Saved entries:
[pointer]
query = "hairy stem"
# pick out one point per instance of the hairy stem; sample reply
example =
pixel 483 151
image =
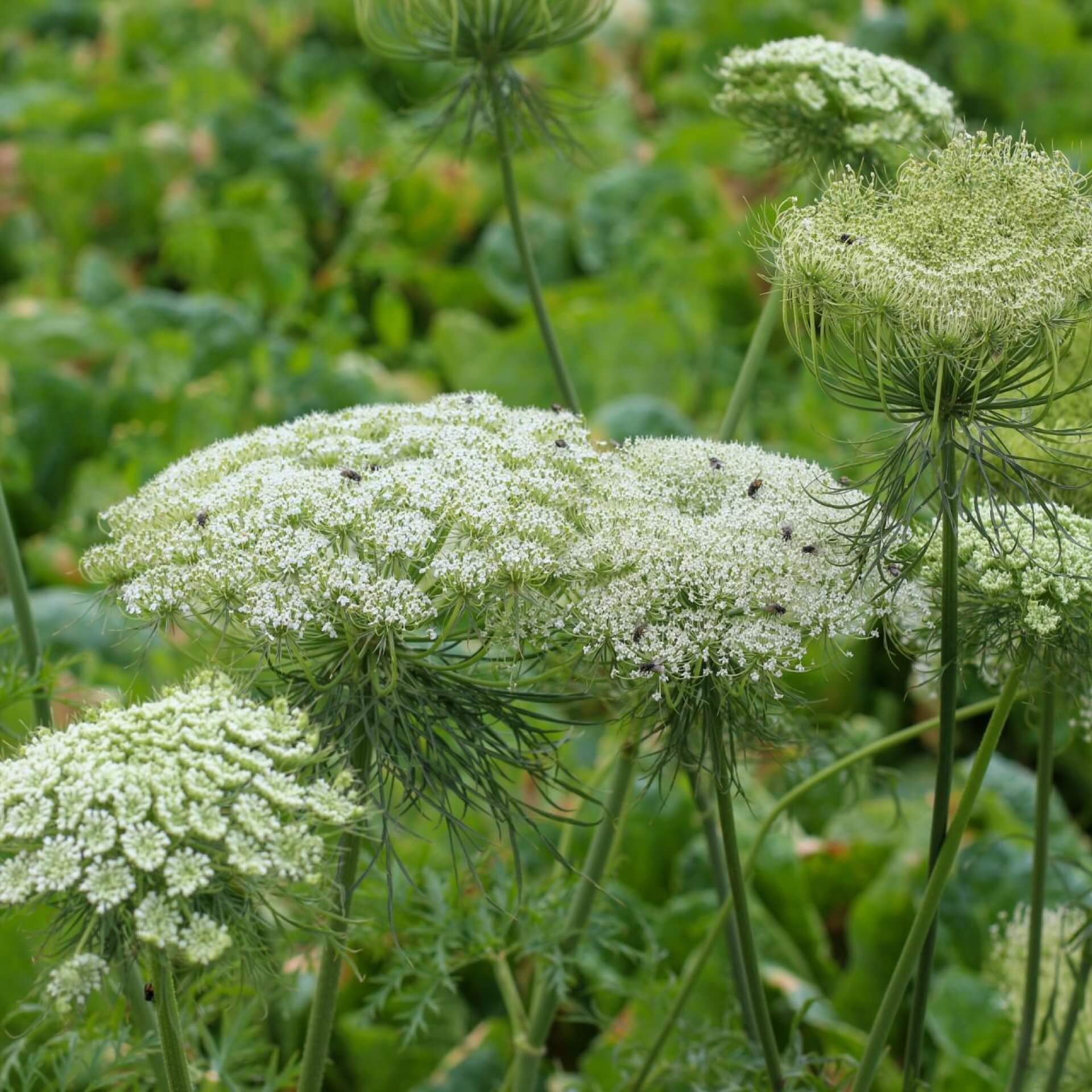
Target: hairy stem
pixel 142 1016
pixel 946 757
pixel 756 353
pixel 1044 787
pixel 11 565
pixel 523 246
pixel 171 1030
pixel 1073 1015
pixel 924 920
pixel 737 885
pixel 720 867
pixel 700 956
pixel 544 998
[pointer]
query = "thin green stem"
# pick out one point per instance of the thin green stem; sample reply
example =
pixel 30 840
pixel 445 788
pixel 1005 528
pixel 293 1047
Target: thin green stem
pixel 11 565
pixel 171 1030
pixel 1073 1015
pixel 756 353
pixel 946 748
pixel 142 1015
pixel 737 884
pixel 544 998
pixel 720 867
pixel 935 888
pixel 1044 788
pixel 522 245
pixel 700 956
pixel 321 1021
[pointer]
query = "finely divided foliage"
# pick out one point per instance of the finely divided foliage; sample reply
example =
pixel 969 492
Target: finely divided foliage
pixel 812 97
pixel 171 824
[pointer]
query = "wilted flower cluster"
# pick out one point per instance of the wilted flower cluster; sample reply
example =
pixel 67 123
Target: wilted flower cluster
pixel 712 560
pixel 1008 966
pixel 150 822
pixel 1025 586
pixel 809 97
pixel 948 291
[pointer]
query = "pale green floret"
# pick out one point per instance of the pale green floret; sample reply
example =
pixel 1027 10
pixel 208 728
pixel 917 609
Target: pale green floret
pixel 952 292
pixel 143 859
pixel 809 98
pixel 1007 969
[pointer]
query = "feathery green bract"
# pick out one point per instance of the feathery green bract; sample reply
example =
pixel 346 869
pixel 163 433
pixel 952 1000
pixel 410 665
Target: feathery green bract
pixel 813 100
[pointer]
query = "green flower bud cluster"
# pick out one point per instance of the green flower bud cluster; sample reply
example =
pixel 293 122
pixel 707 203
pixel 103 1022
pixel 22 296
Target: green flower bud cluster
pixel 809 98
pixel 166 824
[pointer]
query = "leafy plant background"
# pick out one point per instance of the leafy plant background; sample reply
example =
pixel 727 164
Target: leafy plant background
pixel 217 214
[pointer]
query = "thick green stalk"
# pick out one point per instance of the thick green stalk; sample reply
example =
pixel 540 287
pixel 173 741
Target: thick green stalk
pixel 171 1030
pixel 946 747
pixel 756 353
pixel 700 956
pixel 720 867
pixel 522 245
pixel 142 1014
pixel 1044 787
pixel 1073 1015
pixel 935 888
pixel 321 1021
pixel 737 884
pixel 544 998
pixel 11 564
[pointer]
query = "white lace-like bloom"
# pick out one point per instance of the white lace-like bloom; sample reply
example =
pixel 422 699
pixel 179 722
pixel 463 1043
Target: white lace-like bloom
pixel 706 559
pixel 156 795
pixel 1007 968
pixel 814 98
pixel 369 521
pixel 75 981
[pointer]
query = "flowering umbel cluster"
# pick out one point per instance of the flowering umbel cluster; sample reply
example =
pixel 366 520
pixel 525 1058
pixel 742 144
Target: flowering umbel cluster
pixel 168 824
pixel 809 98
pixel 1062 928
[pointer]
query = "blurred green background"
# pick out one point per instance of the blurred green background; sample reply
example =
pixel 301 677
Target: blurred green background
pixel 217 214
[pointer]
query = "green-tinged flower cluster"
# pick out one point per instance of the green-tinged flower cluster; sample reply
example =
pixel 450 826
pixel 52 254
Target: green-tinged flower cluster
pixel 168 824
pixel 809 98
pixel 1007 968
pixel 484 32
pixel 1027 586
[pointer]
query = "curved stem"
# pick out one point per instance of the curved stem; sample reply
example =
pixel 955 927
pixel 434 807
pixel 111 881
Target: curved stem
pixel 946 756
pixel 1044 787
pixel 924 920
pixel 1073 1015
pixel 756 353
pixel 700 955
pixel 523 246
pixel 321 1020
pixel 544 998
pixel 142 1016
pixel 720 867
pixel 737 884
pixel 11 565
pixel 171 1031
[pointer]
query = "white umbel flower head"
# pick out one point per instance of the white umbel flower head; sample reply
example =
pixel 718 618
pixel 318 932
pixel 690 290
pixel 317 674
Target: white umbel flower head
pixel 809 98
pixel 140 787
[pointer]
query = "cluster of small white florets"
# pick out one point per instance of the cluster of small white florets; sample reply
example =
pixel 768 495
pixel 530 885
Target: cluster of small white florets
pixel 1028 582
pixel 146 813
pixel 366 521
pixel 1008 967
pixel 809 97
pixel 714 560
pixel 977 251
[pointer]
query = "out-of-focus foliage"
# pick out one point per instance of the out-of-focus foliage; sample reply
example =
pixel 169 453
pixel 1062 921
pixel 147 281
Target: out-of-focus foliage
pixel 216 216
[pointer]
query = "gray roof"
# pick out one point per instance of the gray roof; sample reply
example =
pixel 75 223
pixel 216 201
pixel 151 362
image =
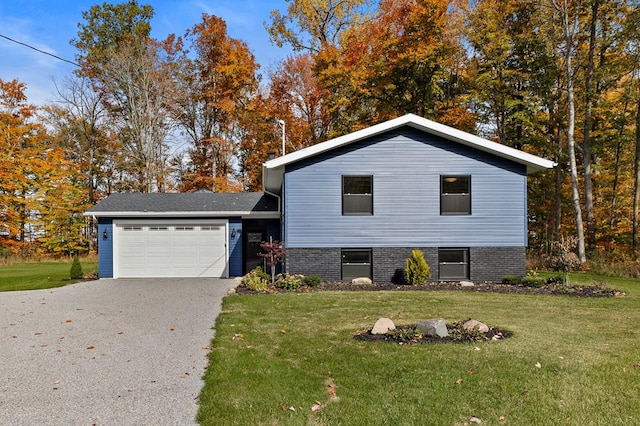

■ Task item: Looking at the data above, count the lines that contain the string "gray" and give only the count.

■ Answer box: 2